* EXERCISE INSTRUCTIONS:
Each record beneath this line should be returned exactly as it is.

* SUPPLIED INFORMATION:

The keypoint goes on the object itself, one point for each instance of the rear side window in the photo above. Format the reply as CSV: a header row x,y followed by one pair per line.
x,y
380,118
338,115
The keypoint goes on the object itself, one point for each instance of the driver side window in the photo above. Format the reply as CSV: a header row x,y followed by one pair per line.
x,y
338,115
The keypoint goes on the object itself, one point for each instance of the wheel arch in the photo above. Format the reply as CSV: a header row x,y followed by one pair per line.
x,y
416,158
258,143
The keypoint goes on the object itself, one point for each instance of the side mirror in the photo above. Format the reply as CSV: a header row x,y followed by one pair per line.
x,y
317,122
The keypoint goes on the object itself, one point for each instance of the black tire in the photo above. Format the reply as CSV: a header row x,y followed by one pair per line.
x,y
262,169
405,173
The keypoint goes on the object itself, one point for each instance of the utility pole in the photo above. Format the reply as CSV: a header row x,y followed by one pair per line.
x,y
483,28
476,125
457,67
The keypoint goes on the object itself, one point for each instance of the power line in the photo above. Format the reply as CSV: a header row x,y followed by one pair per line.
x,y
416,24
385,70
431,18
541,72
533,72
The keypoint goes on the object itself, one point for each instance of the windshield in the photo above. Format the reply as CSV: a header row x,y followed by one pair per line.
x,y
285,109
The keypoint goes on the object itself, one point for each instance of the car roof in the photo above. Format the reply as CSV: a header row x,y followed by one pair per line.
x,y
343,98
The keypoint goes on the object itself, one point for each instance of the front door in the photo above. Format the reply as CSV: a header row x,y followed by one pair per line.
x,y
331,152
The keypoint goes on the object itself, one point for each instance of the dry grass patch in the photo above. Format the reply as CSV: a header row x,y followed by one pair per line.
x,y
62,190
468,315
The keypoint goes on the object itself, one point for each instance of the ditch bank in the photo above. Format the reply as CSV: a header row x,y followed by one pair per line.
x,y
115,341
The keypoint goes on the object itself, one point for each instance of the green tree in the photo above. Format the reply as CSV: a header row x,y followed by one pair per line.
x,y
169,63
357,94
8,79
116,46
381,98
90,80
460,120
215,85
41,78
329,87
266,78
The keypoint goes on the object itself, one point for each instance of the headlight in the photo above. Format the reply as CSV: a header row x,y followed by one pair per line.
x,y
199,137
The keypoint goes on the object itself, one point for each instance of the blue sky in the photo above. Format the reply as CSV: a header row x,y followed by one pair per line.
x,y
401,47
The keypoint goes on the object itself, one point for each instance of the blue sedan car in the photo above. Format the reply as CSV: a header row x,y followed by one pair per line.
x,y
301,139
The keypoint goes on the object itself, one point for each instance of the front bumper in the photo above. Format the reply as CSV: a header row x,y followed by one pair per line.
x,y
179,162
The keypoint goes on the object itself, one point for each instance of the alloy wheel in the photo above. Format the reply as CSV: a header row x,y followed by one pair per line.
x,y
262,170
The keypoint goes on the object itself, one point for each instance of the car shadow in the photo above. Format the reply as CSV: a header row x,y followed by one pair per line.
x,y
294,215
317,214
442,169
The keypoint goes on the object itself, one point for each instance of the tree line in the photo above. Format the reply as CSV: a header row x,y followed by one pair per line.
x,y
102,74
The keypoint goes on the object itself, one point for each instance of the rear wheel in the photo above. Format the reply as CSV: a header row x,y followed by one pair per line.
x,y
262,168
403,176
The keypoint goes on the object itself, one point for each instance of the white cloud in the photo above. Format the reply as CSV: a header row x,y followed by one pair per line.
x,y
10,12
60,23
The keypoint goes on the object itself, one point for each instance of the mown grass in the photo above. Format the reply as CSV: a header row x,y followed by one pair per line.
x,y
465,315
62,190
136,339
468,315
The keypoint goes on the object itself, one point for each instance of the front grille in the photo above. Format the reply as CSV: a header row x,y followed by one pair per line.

* FINAL ANSWER:
The keypoint goes on the object itself, one point for each instance of the rear side window in the photo above. Format the reply as CSV: a header row x,y followed by one pair per line.
x,y
380,118
338,115
The keypoint goes on the object itself, one point for each instance of the driver side window in the photo above. Format the reply as CSV: a header row x,y followed by one pair per line.
x,y
338,115
The keypoint goes on the object itself, one point for each instance of the wheel arch in the photo above. Format the reply as CSV: a header row x,y followed by one pair per line.
x,y
416,158
258,143
The keypoint goes on the object itself, one point for each instance of the side mirror in the photo above. Format the reply as CSV: a header row x,y followed by one pair per line.
x,y
317,122
The keypoint goes on the object itself, one point for each instance of the black tire in the photo above. Format the reply as CSV: a header row x,y followed by one pair per line.
x,y
262,169
405,173
The keypoint goes on the object itself, one point for each instance of the utility pole in the photo above. Format the reply as CSV: a header row x,y followed by one pair per line.
x,y
483,28
476,125
457,67
The keypoint goes on the object itself, one point for each instance of the power line in the photo above. Format the reply as CSV: a header row x,y followed by one pair per line.
x,y
416,24
385,70
431,18
541,72
533,72
The keypoint goes on the object itself, one point for each instance of the windshield in the photo above. Format the reply as CSV: a header row x,y followed by one pair per line.
x,y
285,109
The keypoint goes on the object itself, one point for each instance of the car roof in the photo above. Format the reply as CSV: a header row x,y followed by one pair per line.
x,y
343,98
The keypoint goes on the object itself, one point for each instance of the front door in the photo above. Format the reply as CSV: a header row x,y followed by one pair per line.
x,y
331,152
The keypoint goes on the object itself, one point for each instance of the dry grass patch in the photo above. Format the reply as CSV: a header row x,y followed by one pair per line.
x,y
62,190
468,315
The keypoint goes on the object itself, one point for each instance of the ditch bank in the photo above. Format the reply as CSV: a header row x,y followed by one pair per line.
x,y
115,341
The keypoint goes on the object itself, one point for each instance of the green tree in the photo above. Format the reply as CSV: a header row x,y followed by one pair per line.
x,y
169,63
357,94
8,79
116,46
381,98
90,80
460,120
215,85
41,78
329,87
266,78
The keypoint goes on the object itself, one point for each instance of the headlight in the photo above. Format the reply as CSV: a header row x,y followed by one pair per line.
x,y
199,137
The keypoint goes on the object itself, one point for each instance of the blue sky in the photo above. Format the reply as CSV: a header row x,y followed by one pair per line.
x,y
401,47
The keypoint goes on the object itself, one point for each instance of the blue sedan car in the photo above. Format the reply as CSV: a header row x,y followed by one pair per line.
x,y
301,139
The keypoint goes on the object itself, one point for each instance of the front bumper in the photo above. Format the reply as CSV: a header row x,y followed by one pair per line.
x,y
179,162
The keypoint goes on the object itself, one point for each instance of the alloy wheel in the photo above. Format the reply as CSV: a header row x,y followed by one pair per line.
x,y
262,170
The keypoint goes on the object itself, one point for each instance of the car shadow in the photo above. Format the reply as CSV: a header row x,y followed by one pair per line.
x,y
294,215
317,214
442,169
The keypoint goes on the object itself, one point for each instance of the tree line in the photo above. Format the reply as CSV: a header row x,y followed by one pair per line.
x,y
102,74
The keypoint goes on the object itself, one point for each instance of the rear wheel in the photo above. Format the reply as CSV: a header row x,y followed by one pair per line.
x,y
262,168
403,176
The keypoint goes on the object itself, one point for each instance of the white cloud in the photo above. Format the reply as CSV: a header row x,y followed by one pair per line.
x,y
10,12
60,23
The keypoint goes on the object itself, one point for each instance of the mown grass in the photo above. Format the reply as CSV: a header row x,y followed by one pair per line.
x,y
465,315
62,190
136,339
468,315
The keypoint goes on the object itself, one point for each instance of the front grille in the photo above. Format the reply as CSV: a header row x,y followed by one pair per line.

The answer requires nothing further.